* start Records for processing *

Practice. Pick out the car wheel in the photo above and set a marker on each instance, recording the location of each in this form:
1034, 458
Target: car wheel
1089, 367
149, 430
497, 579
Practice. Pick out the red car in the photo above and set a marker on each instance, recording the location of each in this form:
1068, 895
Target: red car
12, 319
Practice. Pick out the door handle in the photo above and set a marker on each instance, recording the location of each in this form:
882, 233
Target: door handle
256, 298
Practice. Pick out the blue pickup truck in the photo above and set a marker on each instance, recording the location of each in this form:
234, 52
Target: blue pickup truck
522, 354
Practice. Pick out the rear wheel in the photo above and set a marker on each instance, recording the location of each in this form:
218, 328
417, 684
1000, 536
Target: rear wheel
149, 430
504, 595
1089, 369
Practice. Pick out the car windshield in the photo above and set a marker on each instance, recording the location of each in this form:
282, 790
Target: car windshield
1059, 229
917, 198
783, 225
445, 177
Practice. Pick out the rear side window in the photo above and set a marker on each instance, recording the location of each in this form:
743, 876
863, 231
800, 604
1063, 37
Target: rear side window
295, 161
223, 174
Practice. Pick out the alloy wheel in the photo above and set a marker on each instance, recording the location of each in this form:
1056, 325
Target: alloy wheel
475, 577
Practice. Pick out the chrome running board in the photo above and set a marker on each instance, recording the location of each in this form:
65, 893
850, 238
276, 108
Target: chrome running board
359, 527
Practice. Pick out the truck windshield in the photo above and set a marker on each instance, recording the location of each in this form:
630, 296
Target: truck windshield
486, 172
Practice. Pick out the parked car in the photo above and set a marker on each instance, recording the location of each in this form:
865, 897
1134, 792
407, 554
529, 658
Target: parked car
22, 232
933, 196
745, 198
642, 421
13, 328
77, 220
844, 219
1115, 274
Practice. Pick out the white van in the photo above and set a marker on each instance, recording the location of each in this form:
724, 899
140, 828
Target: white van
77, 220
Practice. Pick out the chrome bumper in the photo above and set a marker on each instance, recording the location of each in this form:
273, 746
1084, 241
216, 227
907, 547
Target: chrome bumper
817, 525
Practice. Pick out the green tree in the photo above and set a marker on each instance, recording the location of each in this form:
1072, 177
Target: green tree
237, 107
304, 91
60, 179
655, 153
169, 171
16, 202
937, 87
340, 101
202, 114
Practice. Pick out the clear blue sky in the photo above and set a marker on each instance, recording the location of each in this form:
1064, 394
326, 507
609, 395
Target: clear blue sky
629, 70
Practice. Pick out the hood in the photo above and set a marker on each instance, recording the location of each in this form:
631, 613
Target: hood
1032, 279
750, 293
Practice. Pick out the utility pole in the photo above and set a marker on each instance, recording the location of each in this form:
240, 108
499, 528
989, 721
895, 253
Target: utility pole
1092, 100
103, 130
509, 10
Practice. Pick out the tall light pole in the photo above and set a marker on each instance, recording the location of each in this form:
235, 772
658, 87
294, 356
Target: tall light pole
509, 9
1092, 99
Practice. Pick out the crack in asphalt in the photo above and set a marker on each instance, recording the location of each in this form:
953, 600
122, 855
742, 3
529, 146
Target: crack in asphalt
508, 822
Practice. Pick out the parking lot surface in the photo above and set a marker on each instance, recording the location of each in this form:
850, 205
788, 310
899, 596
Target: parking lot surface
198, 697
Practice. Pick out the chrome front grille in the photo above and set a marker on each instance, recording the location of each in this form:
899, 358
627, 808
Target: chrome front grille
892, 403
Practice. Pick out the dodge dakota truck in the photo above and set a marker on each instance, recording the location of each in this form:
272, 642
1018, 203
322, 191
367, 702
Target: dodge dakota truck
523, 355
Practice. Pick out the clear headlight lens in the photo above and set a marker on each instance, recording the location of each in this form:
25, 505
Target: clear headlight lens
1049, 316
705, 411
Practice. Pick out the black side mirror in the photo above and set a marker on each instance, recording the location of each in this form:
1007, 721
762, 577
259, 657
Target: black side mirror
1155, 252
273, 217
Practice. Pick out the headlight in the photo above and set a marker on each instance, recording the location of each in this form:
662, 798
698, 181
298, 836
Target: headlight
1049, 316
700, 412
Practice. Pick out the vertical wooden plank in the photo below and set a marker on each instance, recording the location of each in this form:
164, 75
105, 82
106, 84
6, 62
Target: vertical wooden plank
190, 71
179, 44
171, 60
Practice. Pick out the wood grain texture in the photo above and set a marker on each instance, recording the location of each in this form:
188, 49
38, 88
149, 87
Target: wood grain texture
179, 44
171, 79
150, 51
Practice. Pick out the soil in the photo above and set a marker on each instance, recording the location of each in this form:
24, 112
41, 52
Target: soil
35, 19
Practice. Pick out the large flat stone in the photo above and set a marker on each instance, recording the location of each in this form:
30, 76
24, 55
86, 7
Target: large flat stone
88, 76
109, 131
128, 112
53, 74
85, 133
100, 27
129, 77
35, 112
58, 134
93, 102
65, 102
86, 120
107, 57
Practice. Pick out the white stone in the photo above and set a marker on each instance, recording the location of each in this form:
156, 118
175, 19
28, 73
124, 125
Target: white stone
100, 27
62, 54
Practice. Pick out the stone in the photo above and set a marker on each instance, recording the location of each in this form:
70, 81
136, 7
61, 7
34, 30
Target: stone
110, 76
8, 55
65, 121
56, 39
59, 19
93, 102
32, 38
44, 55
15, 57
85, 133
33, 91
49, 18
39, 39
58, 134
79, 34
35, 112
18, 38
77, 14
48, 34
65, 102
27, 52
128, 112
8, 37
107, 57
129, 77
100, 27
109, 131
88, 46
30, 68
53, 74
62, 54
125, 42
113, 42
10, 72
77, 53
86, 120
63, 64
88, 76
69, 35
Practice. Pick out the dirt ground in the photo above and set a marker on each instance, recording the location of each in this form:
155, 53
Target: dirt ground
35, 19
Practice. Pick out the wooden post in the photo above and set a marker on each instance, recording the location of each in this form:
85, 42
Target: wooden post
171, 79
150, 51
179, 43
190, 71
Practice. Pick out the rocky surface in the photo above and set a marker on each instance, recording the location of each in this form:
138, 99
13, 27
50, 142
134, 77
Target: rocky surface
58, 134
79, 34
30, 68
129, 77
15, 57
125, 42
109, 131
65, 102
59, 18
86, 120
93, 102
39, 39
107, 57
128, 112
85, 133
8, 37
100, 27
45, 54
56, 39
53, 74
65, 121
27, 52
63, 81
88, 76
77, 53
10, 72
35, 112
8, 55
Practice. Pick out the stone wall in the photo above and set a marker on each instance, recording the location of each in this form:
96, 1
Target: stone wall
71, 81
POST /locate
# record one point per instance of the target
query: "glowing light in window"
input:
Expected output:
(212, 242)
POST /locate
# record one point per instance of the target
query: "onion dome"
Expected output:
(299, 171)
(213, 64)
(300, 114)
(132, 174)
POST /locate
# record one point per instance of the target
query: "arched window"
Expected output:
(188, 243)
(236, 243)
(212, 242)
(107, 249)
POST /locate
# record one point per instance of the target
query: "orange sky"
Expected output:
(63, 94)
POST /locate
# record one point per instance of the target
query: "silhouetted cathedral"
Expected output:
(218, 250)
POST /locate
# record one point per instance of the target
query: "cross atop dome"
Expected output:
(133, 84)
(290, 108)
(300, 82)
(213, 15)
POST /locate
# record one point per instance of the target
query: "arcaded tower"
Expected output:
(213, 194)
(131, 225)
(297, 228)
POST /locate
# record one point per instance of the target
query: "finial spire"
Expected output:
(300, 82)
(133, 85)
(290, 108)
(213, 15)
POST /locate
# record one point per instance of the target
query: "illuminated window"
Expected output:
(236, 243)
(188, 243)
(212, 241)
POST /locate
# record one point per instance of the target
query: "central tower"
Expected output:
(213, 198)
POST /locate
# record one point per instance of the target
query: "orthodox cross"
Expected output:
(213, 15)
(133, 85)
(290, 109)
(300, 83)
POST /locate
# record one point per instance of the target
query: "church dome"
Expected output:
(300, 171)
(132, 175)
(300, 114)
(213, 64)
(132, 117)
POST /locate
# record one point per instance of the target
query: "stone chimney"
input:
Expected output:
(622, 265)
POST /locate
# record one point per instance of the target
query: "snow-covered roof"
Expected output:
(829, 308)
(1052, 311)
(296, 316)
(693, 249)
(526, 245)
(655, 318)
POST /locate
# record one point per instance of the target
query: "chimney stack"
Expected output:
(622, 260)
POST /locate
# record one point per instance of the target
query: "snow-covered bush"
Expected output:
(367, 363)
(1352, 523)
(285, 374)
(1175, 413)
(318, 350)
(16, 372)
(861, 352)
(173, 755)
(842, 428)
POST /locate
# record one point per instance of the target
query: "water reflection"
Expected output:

* end Records for processing *

### Goal
Tally the lines of the material above that contain the word "wall", and reply with the number alone.

### Result for this task
2